[Position annotation records]
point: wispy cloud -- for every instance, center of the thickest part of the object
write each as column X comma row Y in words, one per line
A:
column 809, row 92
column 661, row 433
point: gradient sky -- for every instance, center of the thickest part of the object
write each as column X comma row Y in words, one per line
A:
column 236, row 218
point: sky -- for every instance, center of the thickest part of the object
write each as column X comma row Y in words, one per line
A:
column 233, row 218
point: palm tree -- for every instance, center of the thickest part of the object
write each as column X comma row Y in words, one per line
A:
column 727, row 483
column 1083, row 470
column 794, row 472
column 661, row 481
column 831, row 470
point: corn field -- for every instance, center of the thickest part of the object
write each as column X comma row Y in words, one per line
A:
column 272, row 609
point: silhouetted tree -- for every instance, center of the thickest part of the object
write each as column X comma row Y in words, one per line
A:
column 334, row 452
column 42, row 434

[WRITTEN EXERCISE]:
Arrange the lines of the records, beginning at the line that contains "point: sky -- for" and continuing through the final line, as a Markdown table with the columns Row and Line. Skip any blank lines.

[ANSWER FOR THE TASK]:
| Row | Line |
|---|---|
| 1 | point: sky -- for every instance, center of the thickest part of the object |
| 2 | write each as column X comma row Y in words, one per line |
| 3 | A: |
| 4 | column 233, row 218 |
| 5 | point: palm tree -- for every instance, center of the thickest part of the object |
| 6 | write each as column X comma row Y in words, one per line |
| 7 | A: |
| 8 | column 727, row 483 |
| 9 | column 1083, row 470 |
| 10 | column 794, row 472 |
| 11 | column 661, row 481 |
| 12 | column 831, row 470 |
| 13 | point: corn field -- for every instance, center of the thickest part of the object |
| 14 | write each as column X comma row Y in words, one per line |
| 15 | A: |
| 16 | column 272, row 609 |
| 17 | point: silhouetted tree -- for every instance, center of the thickest part of the object |
| 18 | write each as column X comma row Y in words, one per line |
| 19 | A: |
| 20 | column 334, row 452 |
| 21 | column 42, row 434 |